*INSTRUCTIONS FOR THE TASK*
Arrange the material below as a two-column CSV with the headers request and answer, one row per request, with each text and its answer in a single quoted field and line breaks replaced by spaces. Cover all of the material and leave the pictures out.

(Contour labeling material)

━━━━━━━━━━━━━━━━

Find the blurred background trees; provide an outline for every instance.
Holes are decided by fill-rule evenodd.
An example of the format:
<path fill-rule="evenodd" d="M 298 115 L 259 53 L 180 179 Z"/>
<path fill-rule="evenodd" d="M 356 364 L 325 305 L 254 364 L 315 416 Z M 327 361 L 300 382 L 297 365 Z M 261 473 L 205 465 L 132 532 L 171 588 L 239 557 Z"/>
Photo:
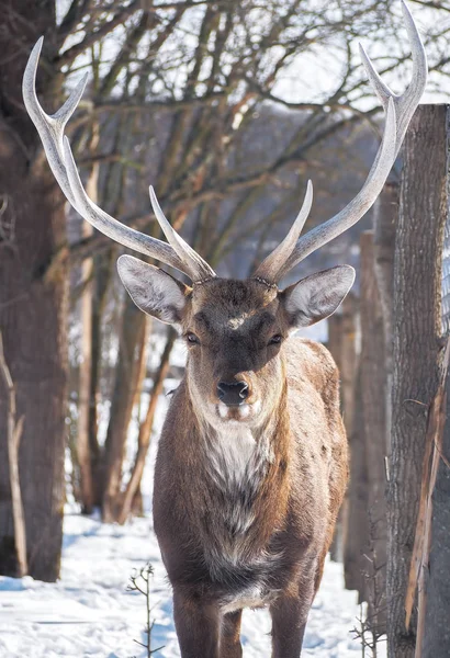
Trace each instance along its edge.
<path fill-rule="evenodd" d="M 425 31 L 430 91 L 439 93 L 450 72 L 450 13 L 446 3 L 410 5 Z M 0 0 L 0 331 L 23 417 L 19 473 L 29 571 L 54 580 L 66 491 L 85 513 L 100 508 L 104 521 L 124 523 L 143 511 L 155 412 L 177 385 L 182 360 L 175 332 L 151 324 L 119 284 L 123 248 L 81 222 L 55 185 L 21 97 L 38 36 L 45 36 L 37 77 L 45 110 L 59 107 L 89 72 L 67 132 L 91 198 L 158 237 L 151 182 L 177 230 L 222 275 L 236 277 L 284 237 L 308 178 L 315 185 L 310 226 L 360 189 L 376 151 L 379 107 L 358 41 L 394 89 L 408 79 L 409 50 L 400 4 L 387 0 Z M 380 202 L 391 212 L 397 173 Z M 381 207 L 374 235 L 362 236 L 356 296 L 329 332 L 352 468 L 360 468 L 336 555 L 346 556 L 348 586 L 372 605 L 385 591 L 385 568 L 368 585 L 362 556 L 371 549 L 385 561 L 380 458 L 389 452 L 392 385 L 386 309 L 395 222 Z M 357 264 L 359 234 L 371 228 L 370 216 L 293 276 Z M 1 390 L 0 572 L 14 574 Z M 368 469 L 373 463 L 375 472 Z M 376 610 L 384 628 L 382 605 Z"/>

━━━━━━━━━━━━━━━━

*CORRECT RESULT*
request,answer
"Find the blurred background trees; provide an outline for every instance. Holes are decided by fill-rule evenodd. An example of the format: <path fill-rule=""evenodd"" d=""M 298 115 L 259 53 L 180 179 Z""/> <path fill-rule=""evenodd"" d=""M 356 364 L 325 305 L 254 364 L 315 416 Z M 327 361 L 300 382 L 297 365 Z M 261 473 L 205 465 L 132 532 L 171 588 L 239 557 Z""/> Photo: Trace each instance along its edge.","<path fill-rule=""evenodd"" d=""M 425 31 L 430 91 L 439 93 L 450 72 L 450 13 L 446 3 L 410 5 Z M 0 0 L 0 331 L 23 417 L 19 473 L 29 571 L 54 580 L 66 491 L 85 513 L 100 508 L 104 521 L 124 523 L 143 511 L 155 412 L 177 385 L 182 360 L 175 332 L 151 324 L 119 284 L 123 248 L 81 222 L 55 185 L 21 97 L 38 36 L 45 36 L 37 77 L 45 110 L 59 107 L 89 72 L 67 132 L 91 198 L 158 237 L 151 182 L 177 230 L 222 275 L 236 277 L 284 237 L 308 178 L 315 185 L 310 226 L 360 189 L 376 151 L 379 107 L 358 41 L 394 89 L 408 79 L 409 50 L 400 4 L 387 0 Z M 380 202 L 391 212 L 397 173 Z M 381 207 L 374 235 L 362 236 L 356 296 L 329 332 L 352 468 L 360 468 L 336 555 L 346 556 L 348 586 L 372 605 L 385 591 L 385 568 L 368 585 L 362 556 L 371 549 L 385 561 L 380 458 L 389 452 L 392 385 L 386 309 L 395 222 Z M 357 264 L 359 234 L 371 228 L 370 216 L 293 276 Z M 1 390 L 0 572 L 14 574 Z M 368 469 L 373 463 L 375 472 Z M 376 610 L 384 628 L 382 605 Z""/>"